*Dataset content*
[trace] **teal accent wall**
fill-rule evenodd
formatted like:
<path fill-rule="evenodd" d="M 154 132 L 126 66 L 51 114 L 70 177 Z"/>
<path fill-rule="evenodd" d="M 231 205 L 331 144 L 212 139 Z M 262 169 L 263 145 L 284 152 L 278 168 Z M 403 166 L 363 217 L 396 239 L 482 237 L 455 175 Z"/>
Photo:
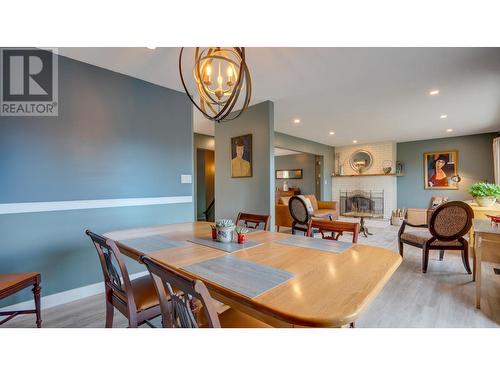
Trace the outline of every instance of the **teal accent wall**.
<path fill-rule="evenodd" d="M 450 200 L 471 199 L 467 188 L 477 181 L 494 182 L 493 139 L 497 133 L 463 137 L 429 139 L 397 144 L 397 159 L 404 163 L 405 173 L 397 178 L 398 207 L 428 207 L 433 195 Z M 459 190 L 424 189 L 424 152 L 458 151 L 458 172 L 462 177 Z"/>
<path fill-rule="evenodd" d="M 331 175 L 333 173 L 335 163 L 334 147 L 278 132 L 274 133 L 274 146 L 323 156 L 323 166 L 321 167 L 322 184 L 320 199 L 332 199 Z"/>
<path fill-rule="evenodd" d="M 275 156 L 274 169 L 302 169 L 301 179 L 286 179 L 288 187 L 300 188 L 302 194 L 316 194 L 315 159 L 312 154 Z M 284 181 L 277 179 L 276 187 L 283 187 Z"/>
<path fill-rule="evenodd" d="M 0 203 L 192 196 L 184 93 L 59 57 L 59 116 L 0 117 Z M 102 281 L 84 231 L 192 221 L 192 203 L 0 215 L 0 273 L 39 271 L 42 296 Z M 130 264 L 130 272 L 142 271 Z M 0 307 L 31 299 L 30 291 Z"/>
<path fill-rule="evenodd" d="M 252 177 L 231 177 L 231 138 L 252 134 Z M 235 120 L 215 126 L 215 217 L 238 212 L 270 214 L 274 228 L 274 103 L 250 106 Z"/>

*Description of the task*
Copy all of the data above line for line, without changing anything, and leave out the pictures.

*Exercise result*
[trace] **teal accent wall**
fill-rule evenodd
formatted like:
<path fill-rule="evenodd" d="M 154 132 L 126 66 L 51 114 L 70 177 Z"/>
<path fill-rule="evenodd" d="M 231 205 L 331 144 L 212 139 Z M 262 169 L 263 145 L 284 152 L 278 168 Z M 403 166 L 363 217 L 396 239 L 482 237 L 455 175 Z"/>
Photo:
Trace the outline of every instance of the **teal accent wall**.
<path fill-rule="evenodd" d="M 450 200 L 471 199 L 467 188 L 477 181 L 494 182 L 493 139 L 497 133 L 463 137 L 429 139 L 397 144 L 397 159 L 404 163 L 405 173 L 397 178 L 398 207 L 428 207 L 433 195 Z M 459 190 L 424 189 L 424 152 L 458 151 L 458 172 L 462 177 Z"/>
<path fill-rule="evenodd" d="M 331 175 L 333 173 L 335 163 L 334 147 L 278 132 L 274 133 L 274 146 L 323 156 L 323 166 L 321 167 L 322 184 L 320 199 L 332 199 Z"/>
<path fill-rule="evenodd" d="M 275 156 L 274 169 L 302 169 L 301 179 L 286 179 L 288 187 L 300 188 L 302 194 L 316 194 L 315 159 L 312 154 Z M 284 181 L 277 179 L 276 187 L 283 187 Z"/>
<path fill-rule="evenodd" d="M 0 203 L 192 196 L 184 93 L 59 57 L 59 116 L 0 117 Z M 102 281 L 84 231 L 192 221 L 192 203 L 0 215 L 0 273 L 39 271 L 42 296 Z M 130 264 L 130 272 L 142 271 Z M 0 307 L 31 299 L 30 291 Z"/>
<path fill-rule="evenodd" d="M 252 177 L 231 177 L 231 138 L 252 134 Z M 235 120 L 215 126 L 215 217 L 238 212 L 270 214 L 274 228 L 274 103 L 250 106 Z"/>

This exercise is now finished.